> **Consigne 1**
Indiquez combien de lignes des enregistrements contiennent la chaîne « table », en donnant seulement ce nombre.

> **Texte à lire**
○ ○ ○ ○ ○
« Il s’agit ainsi pour le tribunal de veiller à ce que les élus, comme tout justiciable, ne bénéficient pas d’un régime de faveur, incompatible avec la confiance recherchée par les citoyens dans la vie politique » (décision du tribunal correctionnel de Paris, 31 mars 2025).
Cette formule démontre la volonté des juges de responsabiliser les décideurs politiques face aux attentes de la société civile.
Lundi 31 mars 2025, Marine Le Pen a été condamnée à 4 ans de prison, dont deux ans fermes avec bracelet électronique et 5 ans d’inéligibilité. Cette décision, rendue par le tribunal correctionnel de Paris, prend effet immédiatement.
Ce jugement survient après l’affaire des contrats fictifs des assistants parlementaires du Front national rémunérés par les fonds publics détournés par le Front national entre 2004 et 2016.
○ ○ ○ ○ ○
> **Liste des enregistrements**

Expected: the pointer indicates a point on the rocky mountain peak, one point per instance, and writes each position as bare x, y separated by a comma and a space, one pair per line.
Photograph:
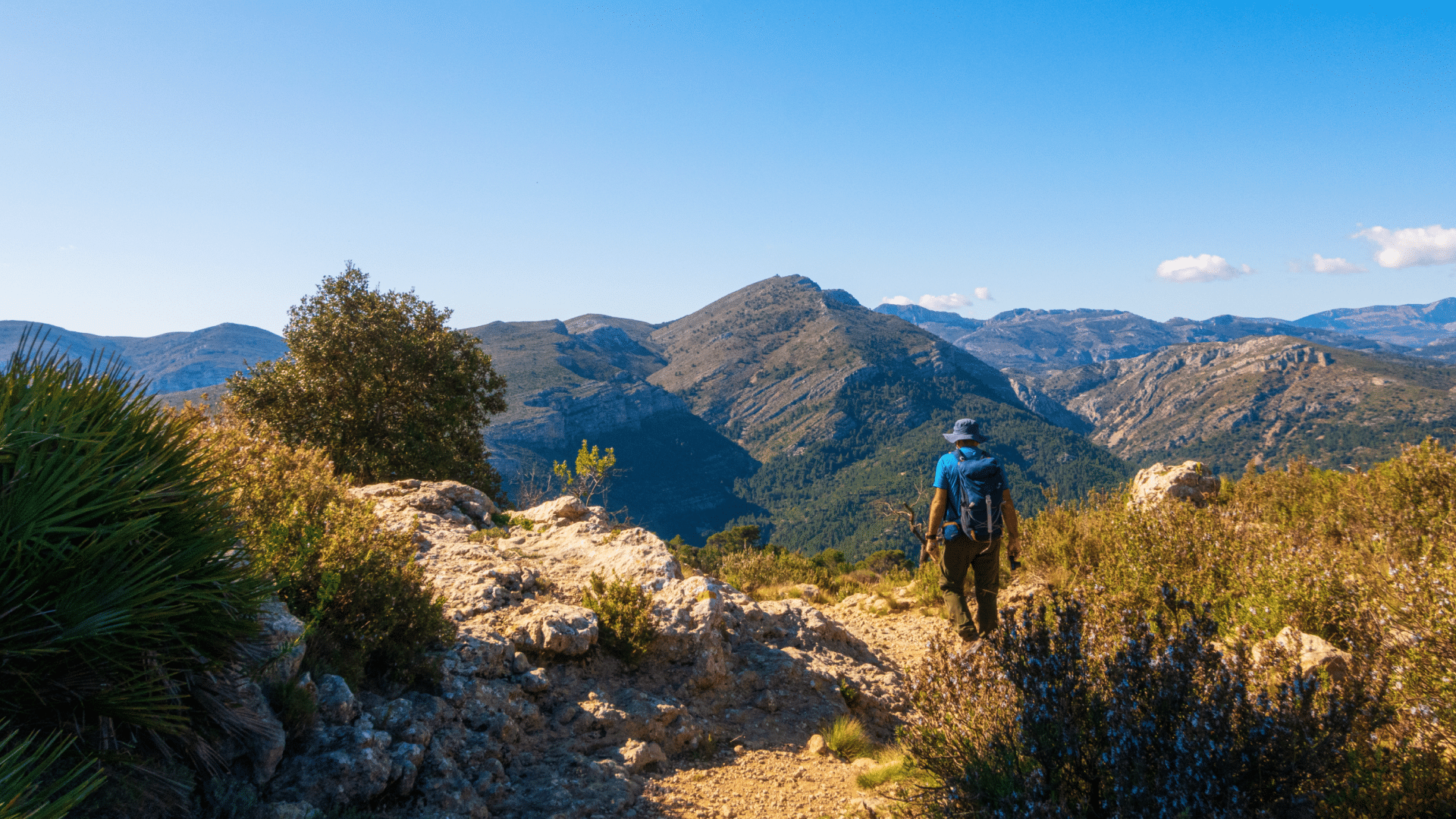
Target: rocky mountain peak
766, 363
○ ○ ○ ○ ○
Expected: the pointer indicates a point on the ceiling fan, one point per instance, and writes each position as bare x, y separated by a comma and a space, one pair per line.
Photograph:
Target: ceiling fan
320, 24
○ ○ ○ ○ ○
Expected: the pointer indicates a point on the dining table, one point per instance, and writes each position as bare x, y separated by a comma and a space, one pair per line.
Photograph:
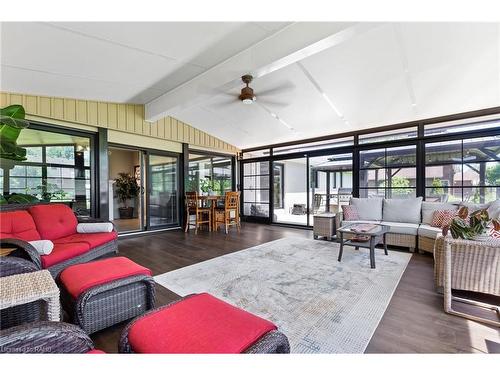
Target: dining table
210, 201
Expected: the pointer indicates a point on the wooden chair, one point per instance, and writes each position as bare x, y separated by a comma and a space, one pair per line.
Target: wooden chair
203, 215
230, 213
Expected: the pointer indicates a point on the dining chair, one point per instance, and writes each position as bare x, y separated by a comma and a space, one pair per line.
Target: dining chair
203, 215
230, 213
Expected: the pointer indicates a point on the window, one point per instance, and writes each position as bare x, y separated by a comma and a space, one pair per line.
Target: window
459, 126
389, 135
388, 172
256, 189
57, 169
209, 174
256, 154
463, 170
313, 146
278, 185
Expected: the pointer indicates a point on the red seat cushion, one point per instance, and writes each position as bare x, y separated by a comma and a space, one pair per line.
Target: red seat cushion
○ ○ ○ ○ ○
> **Consigne 2**
Recopiez le passage du texte sur la condamnation de Marine Le Pen allant de « Cette formule démontre » jusqu'à « prend effet immédiatement. » inclus, en y remplaçant « condamnée » par « sanctionnée ».

> **Réponse complète 1**
2

> **Réponse complète 2**
Cette formule démontre la volonté des juges de responsabiliser les décideurs politiques face aux attentes de la société civile.
Lundi 31 mars 2025, Marine Le Pen a été sanctionnée à 4 ans de prison, dont deux ans fermes avec bracelet électronique et 5 ans d’inéligibilité. Cette décision, rendue par le tribunal correctionnel de Paris, prend effet immédiatement.